* [ACTIONS TO TAKE]:
• a. According to the article below on the tornado that struck the Pomona showboat, how many passengers and crew members were aboard the Whippoorwill?
• b. Name every person identified by name in the article below about the Pomona showboat tornado.
• c. Resume the news article below about the tornado that capsized the Pomona showboat, picking up right after its final sentence.
— START PROVIDED TEXT —
Pomona, KS Tornado Hits Dinner Theater Showboat, June 1978
POMONA TRAGEDY HISTORY FOR KANSAS.
Pomona, Kan. (AP) -- Only fate is to blame for the bizarre, tragic meeting of a mini-tornado and a dinner theater showboat that left 15 persons dead in the worst boating accident in Kansas history, according to officials.
It began when the Whippoorwill excursion boat pulled away from the dock at Lake Pomona under clear skies shortly before 7 p.m. Saturday.
At almost the same time, weathr forecasters in Kansas City, Mo., studying satellite photographs and radar, decided the severe thunderstorms were developing along a cold front moving across Kansas.
They issued a severe thunderstorm watch at 7 p.m., according to Warren Sunkel of the National Weather Service. in Topeka.
But the Whippoorwill, loaded with 47 passengers and 13 crew members, was already on its way.
The twister formed on the Dragoon Creek branch of the lake, according to the weather service, and entered the main channel where it created a "Poseidon Adventure" for those aboard.
Earlier reports indicated 59 persons were aboard, but the Kansas Highway Patrol revised the firure after a woman passenger called to say she was on the boat but had made her way safely to shore.
"By the time we noticed it coming, we had less than two minutes," said BRUCE ROGERS, owner of the boat. "I told the pilot to head for the south shore as quickly as possible. I went below and told the engineer to go full speed ahead."
He said he was just opening the life jacket compartment when the storm hit, capsizing the 65-foot-long boat.
LAWRENCE STADEL, owner of the nearby Lighthouse Bay Marina, saw the Whippoorwill go over about 100 yards from shore and rushed to the scene where he puled two from beneath the craft.
"Panic around water is bad. Water is never forgiving," he said. STADEL found two young men, both with their heads barely above water in air pockets just tight enough for them to breathe. He swam under the boat once for each of them and pulled them down and out from under the boat.
ROYAL ELDER, who heads up the boating division of the Kansas Forestry, Fish and Game Commission, said the boat, built by a Methodist minister and residents of the lake area in 1965, was obviously seaworthy.
— END PROVIDED TEXT —
— START PROVIDED INFORMATION —
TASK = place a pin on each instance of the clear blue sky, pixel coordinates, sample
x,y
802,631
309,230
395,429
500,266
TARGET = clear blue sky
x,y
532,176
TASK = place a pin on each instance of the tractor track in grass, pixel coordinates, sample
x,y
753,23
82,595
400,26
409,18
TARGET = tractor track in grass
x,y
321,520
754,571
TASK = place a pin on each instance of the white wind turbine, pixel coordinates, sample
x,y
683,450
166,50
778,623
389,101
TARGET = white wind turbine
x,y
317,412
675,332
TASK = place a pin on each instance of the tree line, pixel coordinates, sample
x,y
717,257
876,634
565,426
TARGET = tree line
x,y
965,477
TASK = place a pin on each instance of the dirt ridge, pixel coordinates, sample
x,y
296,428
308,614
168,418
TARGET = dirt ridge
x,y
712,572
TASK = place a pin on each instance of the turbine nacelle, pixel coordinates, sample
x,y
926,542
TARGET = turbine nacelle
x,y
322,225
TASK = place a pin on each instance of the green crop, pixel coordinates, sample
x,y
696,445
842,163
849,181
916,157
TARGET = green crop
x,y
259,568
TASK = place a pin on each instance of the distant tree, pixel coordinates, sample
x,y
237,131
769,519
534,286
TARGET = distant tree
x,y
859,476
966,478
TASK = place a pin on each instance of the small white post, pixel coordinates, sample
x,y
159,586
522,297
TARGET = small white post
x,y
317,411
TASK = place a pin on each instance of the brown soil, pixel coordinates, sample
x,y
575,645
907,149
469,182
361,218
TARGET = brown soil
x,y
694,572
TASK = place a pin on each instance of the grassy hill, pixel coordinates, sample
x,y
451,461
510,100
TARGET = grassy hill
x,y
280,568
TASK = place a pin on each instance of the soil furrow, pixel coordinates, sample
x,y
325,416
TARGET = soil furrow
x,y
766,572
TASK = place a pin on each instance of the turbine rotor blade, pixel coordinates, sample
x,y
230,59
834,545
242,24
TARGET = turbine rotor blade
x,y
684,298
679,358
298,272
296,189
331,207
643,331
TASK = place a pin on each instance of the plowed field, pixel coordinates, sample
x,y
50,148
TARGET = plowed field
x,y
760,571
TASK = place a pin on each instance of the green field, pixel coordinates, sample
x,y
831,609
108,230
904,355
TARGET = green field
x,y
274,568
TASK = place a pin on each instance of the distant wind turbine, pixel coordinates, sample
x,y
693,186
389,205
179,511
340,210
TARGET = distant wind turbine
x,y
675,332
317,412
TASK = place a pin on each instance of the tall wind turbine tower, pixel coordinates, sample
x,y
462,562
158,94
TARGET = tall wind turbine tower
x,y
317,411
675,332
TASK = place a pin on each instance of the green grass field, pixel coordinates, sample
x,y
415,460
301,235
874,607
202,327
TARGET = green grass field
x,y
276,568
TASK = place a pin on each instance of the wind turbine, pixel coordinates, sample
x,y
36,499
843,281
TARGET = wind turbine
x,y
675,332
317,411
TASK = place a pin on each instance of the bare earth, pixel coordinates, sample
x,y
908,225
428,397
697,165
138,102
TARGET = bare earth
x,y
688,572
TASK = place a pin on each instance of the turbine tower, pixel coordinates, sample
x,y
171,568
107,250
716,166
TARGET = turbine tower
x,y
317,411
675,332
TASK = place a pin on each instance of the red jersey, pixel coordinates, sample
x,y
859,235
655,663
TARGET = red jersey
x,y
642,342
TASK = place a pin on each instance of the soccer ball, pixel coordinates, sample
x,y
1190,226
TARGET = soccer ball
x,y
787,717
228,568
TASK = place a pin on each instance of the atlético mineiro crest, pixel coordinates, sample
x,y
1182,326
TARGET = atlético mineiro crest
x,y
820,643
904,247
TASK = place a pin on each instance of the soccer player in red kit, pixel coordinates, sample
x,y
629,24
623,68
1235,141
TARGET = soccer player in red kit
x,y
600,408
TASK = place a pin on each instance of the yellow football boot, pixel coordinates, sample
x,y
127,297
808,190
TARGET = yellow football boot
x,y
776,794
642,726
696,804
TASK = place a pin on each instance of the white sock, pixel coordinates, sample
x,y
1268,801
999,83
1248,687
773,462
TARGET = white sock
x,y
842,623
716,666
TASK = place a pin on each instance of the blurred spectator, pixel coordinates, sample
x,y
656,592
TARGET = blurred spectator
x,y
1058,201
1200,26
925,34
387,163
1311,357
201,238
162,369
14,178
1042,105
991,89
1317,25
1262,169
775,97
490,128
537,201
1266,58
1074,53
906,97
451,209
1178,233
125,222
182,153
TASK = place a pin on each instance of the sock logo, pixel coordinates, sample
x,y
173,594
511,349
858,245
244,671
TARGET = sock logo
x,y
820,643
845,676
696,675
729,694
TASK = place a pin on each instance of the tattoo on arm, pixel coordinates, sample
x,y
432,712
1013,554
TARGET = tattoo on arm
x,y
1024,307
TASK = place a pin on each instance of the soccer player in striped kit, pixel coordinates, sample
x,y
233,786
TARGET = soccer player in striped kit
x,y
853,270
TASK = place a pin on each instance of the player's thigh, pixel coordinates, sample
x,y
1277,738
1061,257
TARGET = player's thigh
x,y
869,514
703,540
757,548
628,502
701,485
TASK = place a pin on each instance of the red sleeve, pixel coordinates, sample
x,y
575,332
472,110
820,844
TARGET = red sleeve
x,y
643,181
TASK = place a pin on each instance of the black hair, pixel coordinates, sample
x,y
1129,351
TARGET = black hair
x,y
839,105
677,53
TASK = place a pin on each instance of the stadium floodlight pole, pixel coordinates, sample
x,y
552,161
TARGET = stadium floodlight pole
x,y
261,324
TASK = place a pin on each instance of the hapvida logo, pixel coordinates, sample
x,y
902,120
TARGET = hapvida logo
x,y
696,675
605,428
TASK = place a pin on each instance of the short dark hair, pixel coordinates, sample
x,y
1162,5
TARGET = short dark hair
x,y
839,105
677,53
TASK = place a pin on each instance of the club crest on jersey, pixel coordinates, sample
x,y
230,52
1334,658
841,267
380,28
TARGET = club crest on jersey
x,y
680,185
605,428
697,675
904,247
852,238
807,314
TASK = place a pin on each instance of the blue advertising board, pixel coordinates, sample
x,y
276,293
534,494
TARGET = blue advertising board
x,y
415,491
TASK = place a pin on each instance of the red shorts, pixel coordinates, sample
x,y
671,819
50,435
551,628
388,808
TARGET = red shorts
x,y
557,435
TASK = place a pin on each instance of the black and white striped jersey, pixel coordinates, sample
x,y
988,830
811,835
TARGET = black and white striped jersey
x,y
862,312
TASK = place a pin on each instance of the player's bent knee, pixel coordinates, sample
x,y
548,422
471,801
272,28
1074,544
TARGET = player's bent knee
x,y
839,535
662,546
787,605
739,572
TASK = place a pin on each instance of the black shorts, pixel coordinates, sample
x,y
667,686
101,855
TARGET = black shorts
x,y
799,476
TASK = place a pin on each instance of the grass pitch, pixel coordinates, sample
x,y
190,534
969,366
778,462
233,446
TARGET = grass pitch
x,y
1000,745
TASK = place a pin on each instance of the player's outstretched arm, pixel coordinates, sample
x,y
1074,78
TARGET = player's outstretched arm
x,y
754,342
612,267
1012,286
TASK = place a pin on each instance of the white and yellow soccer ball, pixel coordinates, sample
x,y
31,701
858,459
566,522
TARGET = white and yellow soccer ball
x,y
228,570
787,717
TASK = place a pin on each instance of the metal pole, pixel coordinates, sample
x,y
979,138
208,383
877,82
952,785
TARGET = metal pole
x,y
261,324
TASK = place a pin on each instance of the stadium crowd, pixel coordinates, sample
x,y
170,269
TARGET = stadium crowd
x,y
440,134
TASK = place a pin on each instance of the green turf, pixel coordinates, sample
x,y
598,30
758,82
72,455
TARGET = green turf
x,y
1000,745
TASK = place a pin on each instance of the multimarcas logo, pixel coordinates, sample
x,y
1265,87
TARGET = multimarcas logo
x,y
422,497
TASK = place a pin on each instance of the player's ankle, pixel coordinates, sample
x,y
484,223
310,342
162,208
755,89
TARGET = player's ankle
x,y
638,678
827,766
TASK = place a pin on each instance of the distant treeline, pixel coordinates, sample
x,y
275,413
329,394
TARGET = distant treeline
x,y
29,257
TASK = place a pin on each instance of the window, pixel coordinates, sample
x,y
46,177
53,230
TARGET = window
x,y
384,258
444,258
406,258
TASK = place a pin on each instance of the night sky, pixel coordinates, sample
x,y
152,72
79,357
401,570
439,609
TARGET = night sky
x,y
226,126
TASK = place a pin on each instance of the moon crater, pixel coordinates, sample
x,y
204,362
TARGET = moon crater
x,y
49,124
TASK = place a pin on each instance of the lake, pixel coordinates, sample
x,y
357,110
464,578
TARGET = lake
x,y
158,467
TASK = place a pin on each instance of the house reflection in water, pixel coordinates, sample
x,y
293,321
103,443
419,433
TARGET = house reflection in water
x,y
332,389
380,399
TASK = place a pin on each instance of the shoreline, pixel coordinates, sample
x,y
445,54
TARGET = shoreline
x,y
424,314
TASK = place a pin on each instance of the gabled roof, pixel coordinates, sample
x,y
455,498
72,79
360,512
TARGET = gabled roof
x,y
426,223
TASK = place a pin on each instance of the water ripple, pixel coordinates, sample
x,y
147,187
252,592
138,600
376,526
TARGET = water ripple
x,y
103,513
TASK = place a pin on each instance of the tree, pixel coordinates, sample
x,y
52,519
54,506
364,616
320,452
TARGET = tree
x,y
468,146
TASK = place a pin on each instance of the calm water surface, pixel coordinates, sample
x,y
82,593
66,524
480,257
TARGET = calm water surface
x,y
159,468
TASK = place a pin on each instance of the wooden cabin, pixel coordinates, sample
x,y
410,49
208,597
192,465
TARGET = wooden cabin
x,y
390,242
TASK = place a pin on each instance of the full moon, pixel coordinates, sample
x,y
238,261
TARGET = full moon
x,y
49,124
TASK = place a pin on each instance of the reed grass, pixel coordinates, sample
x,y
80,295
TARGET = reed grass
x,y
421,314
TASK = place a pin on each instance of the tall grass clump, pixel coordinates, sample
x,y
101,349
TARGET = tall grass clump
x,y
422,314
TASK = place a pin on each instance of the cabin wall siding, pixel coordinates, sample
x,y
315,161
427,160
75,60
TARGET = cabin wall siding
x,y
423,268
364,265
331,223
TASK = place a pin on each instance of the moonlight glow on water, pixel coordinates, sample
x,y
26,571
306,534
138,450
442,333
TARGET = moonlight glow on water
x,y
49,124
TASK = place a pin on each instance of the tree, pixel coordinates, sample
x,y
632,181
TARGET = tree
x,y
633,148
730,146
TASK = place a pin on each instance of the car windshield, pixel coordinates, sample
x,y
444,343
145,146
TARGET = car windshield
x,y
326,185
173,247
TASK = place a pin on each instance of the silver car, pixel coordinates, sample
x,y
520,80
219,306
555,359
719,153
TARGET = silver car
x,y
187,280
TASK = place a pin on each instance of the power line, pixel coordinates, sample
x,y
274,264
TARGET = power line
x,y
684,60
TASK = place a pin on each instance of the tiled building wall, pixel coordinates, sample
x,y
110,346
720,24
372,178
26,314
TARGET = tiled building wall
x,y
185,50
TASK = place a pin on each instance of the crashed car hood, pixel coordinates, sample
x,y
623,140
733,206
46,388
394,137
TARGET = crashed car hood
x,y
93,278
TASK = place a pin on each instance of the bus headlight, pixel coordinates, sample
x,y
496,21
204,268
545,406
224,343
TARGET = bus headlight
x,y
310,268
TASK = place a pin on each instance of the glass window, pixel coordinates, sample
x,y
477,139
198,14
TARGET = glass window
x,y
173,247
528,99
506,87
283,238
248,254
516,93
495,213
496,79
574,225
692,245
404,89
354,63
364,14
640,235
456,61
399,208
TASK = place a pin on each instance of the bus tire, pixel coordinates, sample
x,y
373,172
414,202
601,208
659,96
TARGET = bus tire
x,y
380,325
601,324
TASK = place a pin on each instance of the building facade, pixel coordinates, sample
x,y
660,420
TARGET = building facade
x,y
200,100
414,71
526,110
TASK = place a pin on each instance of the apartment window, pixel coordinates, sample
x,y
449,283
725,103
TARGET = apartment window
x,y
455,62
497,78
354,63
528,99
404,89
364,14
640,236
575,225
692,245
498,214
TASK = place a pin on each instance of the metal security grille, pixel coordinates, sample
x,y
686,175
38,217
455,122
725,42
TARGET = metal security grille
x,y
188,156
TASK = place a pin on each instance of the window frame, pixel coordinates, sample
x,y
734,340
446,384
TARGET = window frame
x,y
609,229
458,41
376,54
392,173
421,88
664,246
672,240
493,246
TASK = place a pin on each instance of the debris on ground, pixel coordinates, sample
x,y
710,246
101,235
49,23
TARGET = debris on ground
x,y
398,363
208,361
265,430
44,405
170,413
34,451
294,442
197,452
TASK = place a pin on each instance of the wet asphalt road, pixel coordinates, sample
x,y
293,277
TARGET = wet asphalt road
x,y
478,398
— END PROVIDED INFORMATION —
* [EXERCISE ANSWERS]:
• a. 47 passengers and 13 crew members.

• b. Warren Sunkel, Bruce Rogers, Lawrence Stadel, Royal Elder

• c.
"The old boat apparently was in good condition," ELDER said from his home in Pratt. "After all this has been said and one, this boat is in fairly good shape."
Only a canopy that covered the upper deck seemed to be damaged extensively after workers righted the vessel early Sunday.
"If it hadn't been in good condition it would have been one total wreckage," said ELDER.
He said the flat-bottomed design, which had a draft of only about five feet, was not at fault in the upset. "There have been flat-bottomed boats running up and down the Mississippi and Missouri River ... A lot of your boats are flat-bottomed."
The Whippoorwill had been inspected for fire extinguishers and life jackets only a week earlier, ELDER said, but boats built in Kansas before 1970 do not have to conform to design specifications.
ROGERS, through a spokesman, said he had studied meteorology for a year in the Air Force and had three years experience in navigation.
ROGERS told Osage County Chief Deputy JIM GARDNER that he surveyed the sky before he departed. "It didn't look that bad," he told the deputy.
A severe thunderstorm watch means there is a possibility of 3/4-inch hail and wind gusts up to 58 miles an hour, the weather service said.
"A lot of guys go fishing in that weather," GARDNER said.
"I don't think man builds anything that can withstand tornadoes," said STADEL, the marina owner. "I think it's quite unfair to imply that anyone did anything wrong."
But the experience made a deep impression on ROGERS. Twenty-four hours after the tragedy, he sat with his head in his hands on the steps of the temporary morgue where the bodies were taken.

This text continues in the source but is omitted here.